++++ Source records

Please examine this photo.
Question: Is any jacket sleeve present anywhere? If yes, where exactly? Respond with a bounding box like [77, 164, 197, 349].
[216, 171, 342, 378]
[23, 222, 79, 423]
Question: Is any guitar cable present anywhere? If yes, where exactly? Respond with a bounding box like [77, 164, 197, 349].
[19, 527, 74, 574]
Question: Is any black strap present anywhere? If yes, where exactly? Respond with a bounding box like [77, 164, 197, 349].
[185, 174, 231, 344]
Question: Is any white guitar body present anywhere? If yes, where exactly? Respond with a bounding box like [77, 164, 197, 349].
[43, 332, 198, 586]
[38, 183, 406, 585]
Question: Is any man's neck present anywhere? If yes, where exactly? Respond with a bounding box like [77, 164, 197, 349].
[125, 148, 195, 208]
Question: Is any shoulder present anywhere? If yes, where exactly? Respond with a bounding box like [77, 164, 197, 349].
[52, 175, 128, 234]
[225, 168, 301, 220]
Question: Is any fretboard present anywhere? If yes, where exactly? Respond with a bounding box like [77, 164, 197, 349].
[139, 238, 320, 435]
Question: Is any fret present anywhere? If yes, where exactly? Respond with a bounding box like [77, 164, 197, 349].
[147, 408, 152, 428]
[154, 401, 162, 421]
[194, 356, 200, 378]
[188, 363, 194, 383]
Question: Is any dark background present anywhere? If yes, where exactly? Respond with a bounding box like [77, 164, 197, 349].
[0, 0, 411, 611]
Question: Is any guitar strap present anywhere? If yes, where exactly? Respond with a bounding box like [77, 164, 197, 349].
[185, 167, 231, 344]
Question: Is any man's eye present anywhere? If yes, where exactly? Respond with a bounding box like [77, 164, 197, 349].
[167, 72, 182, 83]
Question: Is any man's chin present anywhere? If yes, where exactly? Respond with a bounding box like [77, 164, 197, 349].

++++++++

- Work to be completed: Return all of the records above verbatim, without altering anything.

- Expected answer:
Please examine this photo.
Question: Is any jacket sleeve present anywhere? If yes, where exactly? Respond with a bounding box like [77, 164, 197, 349].
[216, 171, 342, 378]
[23, 222, 79, 423]
Question: Is any guitar cable present anywhere? If yes, where exactly? Respond with a bounding box like [77, 164, 197, 349].
[19, 527, 74, 574]
Question: Is any black strap present anywhere? If yes, where exactly? Respond with a bounding box like [77, 164, 197, 349].
[185, 174, 231, 344]
Question: Is any white guitar body present anywhere? If yes, where exactly? Respond with a bounding box like [77, 164, 197, 349].
[43, 332, 198, 586]
[38, 183, 406, 585]
Question: Is any man's neck present anywhere? If yes, where exactly? Respond with a bounding box like [77, 164, 197, 349].
[125, 148, 195, 208]
Question: Is any shoulder present anywhere? If yes, where exactly? Respond with a bounding box like [77, 164, 197, 349].
[52, 175, 128, 234]
[225, 168, 301, 220]
Question: Is any fretboard present anywhere? If yes, where exactly? Respond with a bounding box like [77, 164, 197, 349].
[139, 238, 320, 435]
Question: Is any fret present anywhere? If yes, where exactly? Respond with a bounding box like [77, 164, 197, 349].
[147, 408, 152, 428]
[154, 401, 162, 421]
[194, 356, 200, 378]
[188, 363, 194, 383]
Question: Is any dark background present anywhere? If yes, where exactly? Respond with a bounding box like [77, 164, 197, 349].
[0, 0, 411, 611]
Question: Is any guitar strap present anywhere? If yes, where exactly? Respond with a bounding box like [77, 164, 197, 349].
[185, 167, 231, 344]
Question: Is any man's eye present anywhere? If yes, where exactly? Respond with a bounding box like [77, 164, 197, 349].
[167, 72, 182, 83]
Question: Is any man's chin present anywhere? If yes, where exactly? Respond with a bounding box like [77, 164, 197, 349].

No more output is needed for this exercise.